Sempre sul fronte delle scienze della vita, una sezione biologica (chiamata q-bio) è stata appena inaugurata nello storico sistema di pubblicazione dei preprint chiamato arXiv. I preprint sono materiali provvisori che vengono sottoposti alla comunità degli studiosi, senza preventiva verifica e sotto la responsabilità degli autori; servono a fare circolare rapidamente le idee e i risultati preliminari e in qualche modo anche a rivendicarne la priorità.

L'organizzazione scientifica non profit inglese Wellcome Trust ha pubblicato di recente un'analisi dello stato della diffusione delle conoscenze, intitolato «An economic analysis of scientific research publishing» da cui trae la considerazione che l'attuale sistema a pagamento «non opera nell'interesse del pubblico e degli scienziati ma è invece dominato da un'intenzione commerciale di mercato».

Ma anche su altri terreni cresce la libera messa in piazza delle idee. Micheal Hart che nel lontanissimo 1971 lanciò il progetto Gutenberg per rendere disponibili a tutti e in tutto il mondo i libri non coperti da diritto d'autore, annuncia con comprensibile orgoglio che è stata superato il numero simbolico di 10 mila eBook; l'ultimo pubblicato è la Magna Carta inglese. E il suo esempio adesso va contagiando altri settori, come quello delicatissimo della musica dove è stato annunciato un analogo archivio mondiale delle composizioni ed esecuzioni storiche. Si chiama Project Gramophone ed è un'idea dell'americano Jon Noring, appassionato di jazz e fondatore di un'azienda californiana specializzata in libri elettronici. Noring ha delineato le linee guida e si sta ora picchiando con le diverse normative internazionali sul diritto d'autore. Amareggiato segnala che «le registrazioni effettuate prima del 1972 non sono più coperte da copyright e tuttavia non possono essere messe nel pubblico dominio negli Stati Uniti fino al 2067!». E questo anche per i brani che non hanno più alcun interesse commerciale per le majors, ma che tuttavia rappresentano un patrimonio musicale dell'umanità.

Per parte sua la British Library ha cominciato a archiviare anche i materiali solo elettronici, come posta elettronica e pagine web, grazie a una modifica legislativa. L'archivio farà un'opera di selezione sui circa tre milioni di siti con il suffisso inglese (.uk).
_____
Consegna ▸ Riassumi in due frasi il testo sulla libera diffusione delle conoscenze. Le voci non hanno alcun legame con il testo sulla libera diffusione delle conoscenze.
_____
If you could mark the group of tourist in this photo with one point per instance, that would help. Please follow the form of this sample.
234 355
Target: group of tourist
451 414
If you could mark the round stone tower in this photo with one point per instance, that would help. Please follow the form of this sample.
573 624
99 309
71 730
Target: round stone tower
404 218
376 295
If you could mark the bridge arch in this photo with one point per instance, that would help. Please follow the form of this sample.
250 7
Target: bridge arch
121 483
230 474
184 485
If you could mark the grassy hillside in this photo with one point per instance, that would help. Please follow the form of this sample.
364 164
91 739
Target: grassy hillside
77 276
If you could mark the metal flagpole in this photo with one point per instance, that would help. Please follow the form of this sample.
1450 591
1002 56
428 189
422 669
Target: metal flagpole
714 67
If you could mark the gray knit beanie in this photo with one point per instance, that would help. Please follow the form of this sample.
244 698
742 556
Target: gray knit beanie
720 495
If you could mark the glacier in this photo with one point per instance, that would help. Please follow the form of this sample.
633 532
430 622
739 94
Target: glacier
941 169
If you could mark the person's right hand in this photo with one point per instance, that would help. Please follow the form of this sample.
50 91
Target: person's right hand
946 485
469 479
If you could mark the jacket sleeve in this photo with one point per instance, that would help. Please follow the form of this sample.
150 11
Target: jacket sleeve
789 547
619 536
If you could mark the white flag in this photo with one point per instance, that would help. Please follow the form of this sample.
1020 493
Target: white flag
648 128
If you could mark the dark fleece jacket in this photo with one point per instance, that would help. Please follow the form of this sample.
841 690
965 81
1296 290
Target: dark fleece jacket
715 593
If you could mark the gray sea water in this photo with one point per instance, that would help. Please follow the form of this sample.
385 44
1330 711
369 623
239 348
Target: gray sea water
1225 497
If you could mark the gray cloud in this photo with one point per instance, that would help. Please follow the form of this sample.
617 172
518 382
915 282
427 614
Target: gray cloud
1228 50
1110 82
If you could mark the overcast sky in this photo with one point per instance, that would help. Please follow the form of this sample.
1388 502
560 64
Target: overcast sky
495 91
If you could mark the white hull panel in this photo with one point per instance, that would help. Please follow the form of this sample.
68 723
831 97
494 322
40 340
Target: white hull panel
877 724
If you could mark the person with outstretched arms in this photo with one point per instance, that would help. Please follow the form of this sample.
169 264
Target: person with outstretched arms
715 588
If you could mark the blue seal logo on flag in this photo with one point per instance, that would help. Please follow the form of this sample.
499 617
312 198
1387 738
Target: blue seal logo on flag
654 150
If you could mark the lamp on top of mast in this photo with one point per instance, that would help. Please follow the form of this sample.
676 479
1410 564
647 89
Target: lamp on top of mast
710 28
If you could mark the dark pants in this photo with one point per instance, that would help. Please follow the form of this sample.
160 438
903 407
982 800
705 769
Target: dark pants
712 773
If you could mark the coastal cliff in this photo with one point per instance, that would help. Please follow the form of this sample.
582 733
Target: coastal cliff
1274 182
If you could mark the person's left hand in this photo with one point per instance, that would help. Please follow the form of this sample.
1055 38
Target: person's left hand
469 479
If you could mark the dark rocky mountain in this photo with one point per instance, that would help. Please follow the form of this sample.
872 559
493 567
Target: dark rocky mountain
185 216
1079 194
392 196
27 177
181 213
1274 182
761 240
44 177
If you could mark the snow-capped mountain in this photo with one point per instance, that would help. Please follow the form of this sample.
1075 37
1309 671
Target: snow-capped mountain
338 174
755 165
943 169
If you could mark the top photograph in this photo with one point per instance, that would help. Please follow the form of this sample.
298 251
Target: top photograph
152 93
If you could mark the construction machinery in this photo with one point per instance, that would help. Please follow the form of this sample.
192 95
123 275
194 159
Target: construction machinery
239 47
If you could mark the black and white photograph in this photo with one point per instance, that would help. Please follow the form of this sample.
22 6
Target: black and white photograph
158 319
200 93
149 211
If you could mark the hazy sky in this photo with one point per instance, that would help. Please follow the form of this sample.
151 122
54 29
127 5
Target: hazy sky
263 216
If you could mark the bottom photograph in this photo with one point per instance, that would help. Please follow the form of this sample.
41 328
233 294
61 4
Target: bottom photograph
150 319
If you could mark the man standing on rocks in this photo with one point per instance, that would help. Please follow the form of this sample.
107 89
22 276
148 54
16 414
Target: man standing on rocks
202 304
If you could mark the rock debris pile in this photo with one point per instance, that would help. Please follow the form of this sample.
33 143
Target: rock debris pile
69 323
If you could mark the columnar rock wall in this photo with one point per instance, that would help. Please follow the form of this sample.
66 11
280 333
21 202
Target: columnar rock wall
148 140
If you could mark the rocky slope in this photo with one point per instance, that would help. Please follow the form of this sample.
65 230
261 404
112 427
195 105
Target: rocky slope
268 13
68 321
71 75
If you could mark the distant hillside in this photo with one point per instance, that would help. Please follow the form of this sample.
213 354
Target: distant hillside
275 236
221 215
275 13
_____
Risposta scritta ▸ Nel sistema di preprint arXiv è stata inaugurata una sezione biologica, mentre il Wellcome Trust ha pubblicato un'analisi secondo cui l'attuale sistema a pagamento non opera nell'interesse del pubblico e degli scienziati ma è dominato da un'intenzione commerciale. Il progetto Gutenberg ha superato i 10 mila eBook, Jon Noring ha ideato Project Gramophone, un archivio mondiale delle composizioni ed esecuzioni storiche, e la British Library ha cominciato ad archiviare anche materiali solo elettronici come posta elettronica e pagine web.